*** Begin section ***
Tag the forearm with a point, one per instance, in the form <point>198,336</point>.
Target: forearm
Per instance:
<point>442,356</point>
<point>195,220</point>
*** End section ***
Scan the material and collect every line that contains "forearm".

* Reply to the task
Tag the forearm with a point, one per instance, in the form <point>198,336</point>.
Target: forearm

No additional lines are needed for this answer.